Booker Prize-winning British novelist Ian McEwan, now best known for Atonement, is at work on a new novel about climate change that will include “extended comic stretches,” The Guardian reports. The unnamed work isn’t due out for another two years, but McEwan read an excerpt to an audience in Wales on Sunday.
The protagonist of the forthcoming novel is Nobel Prize-winning physicist Michael Beard, who aspires to save the planet, and also fights a more mundane battle against his food cravings. Reports The Guardian‘s Judith Soal:
[McEwan] said he had wanted to tackle climate change for several years, but had struggled to find a way to begin.
The impetus for this novel came in 2005 when he was part of an expedition of artists and scientists who spent several weeks aboard a ship near the North Pole.
“While I was on board I soon realized that the boot room, where we all changed our clothing and left our shoes, had turned into a scene of social chaos,” McEwan said, describing how the eminent scientists, who were gathering down the hall to talk earnestly about the future of humankind, were also capable of stealing each others’ footwear and regarding their colleagues with deep distrust.

▶ **Excerpted records**

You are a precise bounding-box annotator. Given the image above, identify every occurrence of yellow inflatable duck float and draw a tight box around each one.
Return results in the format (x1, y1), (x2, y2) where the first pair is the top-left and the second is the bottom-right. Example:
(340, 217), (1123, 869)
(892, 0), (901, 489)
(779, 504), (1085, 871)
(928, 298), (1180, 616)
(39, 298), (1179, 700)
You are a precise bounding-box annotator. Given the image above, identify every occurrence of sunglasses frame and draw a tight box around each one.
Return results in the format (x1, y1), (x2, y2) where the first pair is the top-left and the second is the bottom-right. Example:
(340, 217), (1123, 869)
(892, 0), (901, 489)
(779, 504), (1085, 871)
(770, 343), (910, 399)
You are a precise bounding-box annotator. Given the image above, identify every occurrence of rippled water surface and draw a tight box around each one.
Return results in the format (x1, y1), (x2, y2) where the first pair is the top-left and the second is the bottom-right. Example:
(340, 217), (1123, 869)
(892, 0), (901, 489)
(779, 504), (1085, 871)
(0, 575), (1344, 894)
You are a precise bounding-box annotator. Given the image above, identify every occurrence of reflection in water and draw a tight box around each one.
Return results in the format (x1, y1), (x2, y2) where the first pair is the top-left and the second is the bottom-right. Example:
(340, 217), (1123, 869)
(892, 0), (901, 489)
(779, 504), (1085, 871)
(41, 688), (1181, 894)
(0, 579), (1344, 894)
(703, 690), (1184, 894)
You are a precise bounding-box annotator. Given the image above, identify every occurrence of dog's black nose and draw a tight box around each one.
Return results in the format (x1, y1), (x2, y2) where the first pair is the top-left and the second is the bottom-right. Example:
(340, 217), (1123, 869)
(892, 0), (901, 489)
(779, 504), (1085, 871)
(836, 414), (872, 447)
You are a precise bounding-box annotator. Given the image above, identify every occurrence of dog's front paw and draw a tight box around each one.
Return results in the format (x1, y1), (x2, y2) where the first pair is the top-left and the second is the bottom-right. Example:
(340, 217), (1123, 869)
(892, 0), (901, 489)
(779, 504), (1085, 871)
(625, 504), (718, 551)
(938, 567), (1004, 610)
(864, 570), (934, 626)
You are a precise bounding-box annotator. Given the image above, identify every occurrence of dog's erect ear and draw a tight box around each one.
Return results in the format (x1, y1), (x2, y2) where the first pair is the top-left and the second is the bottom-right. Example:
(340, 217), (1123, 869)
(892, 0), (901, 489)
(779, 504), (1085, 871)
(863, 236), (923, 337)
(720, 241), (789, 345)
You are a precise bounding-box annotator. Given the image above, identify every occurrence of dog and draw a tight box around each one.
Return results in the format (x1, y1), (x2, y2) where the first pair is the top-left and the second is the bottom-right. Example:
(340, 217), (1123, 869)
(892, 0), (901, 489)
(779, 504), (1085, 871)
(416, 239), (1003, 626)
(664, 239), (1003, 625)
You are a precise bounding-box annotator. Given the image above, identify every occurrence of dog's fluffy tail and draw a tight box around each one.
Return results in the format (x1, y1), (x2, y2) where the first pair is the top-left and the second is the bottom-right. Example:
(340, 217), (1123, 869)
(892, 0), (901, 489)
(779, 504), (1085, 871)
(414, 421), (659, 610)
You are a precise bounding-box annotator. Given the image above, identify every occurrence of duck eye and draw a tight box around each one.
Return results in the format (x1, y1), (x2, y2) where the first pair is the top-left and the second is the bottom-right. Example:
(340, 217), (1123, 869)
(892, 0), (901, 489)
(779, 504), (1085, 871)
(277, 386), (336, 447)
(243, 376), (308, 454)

▶ **Work request 1**
Duplicate the part of the article about Ian McEwan's climate change novel that opens with the words containing "Booker Prize-winning British" and closes with "way to begin.".
▶ **Work request 2**
Pick up the article about Ian McEwan's climate change novel right after its last sentence and carry it on.

▶ **Reply 1**
Booker Prize-winning British novelist Ian McEwan, now best known for Atonement, is at work on a new novel about climate change that will include “extended comic stretches,” The Guardian reports. The unnamed work isn’t due out for another two years, but McEwan read an excerpt to an audience in Wales on Sunday.
The protagonist of the forthcoming novel is Nobel Prize-winning physicist Michael Beard, who aspires to save the planet, and also fights a more mundane battle against his food cravings. Reports The Guardian‘s Judith Soal:
[McEwan] said he had wanted to tackle climate change for several years, but had struggled to find a way to begin.

▶ **Reply 2**
“I realized that it’s all about human nature. The way to write about climate change is through writing about human nature.”
In 2006, McEwan had to defend himself from accusations of plagiarizing an account of a nurse in a wartime hospital — even though he had acknowledged the writer in an author’s note at the end of Atonement and had publicly credited her as an inspiration for part of his novel.
At the Sunday reading from his new novel, an audience member pointed out the similarity between a scene McEwan read out loud and a scene in Douglas Adams’ So Long, and Thanks for All the Fish, the fourth novel in the Hitchhiker’s Guide to the Galaxy series.
Perhaps for his new work, McEwan will crib some choice phrasings from Al Gore (with proper footnotes, of course). A surefire way to add funny.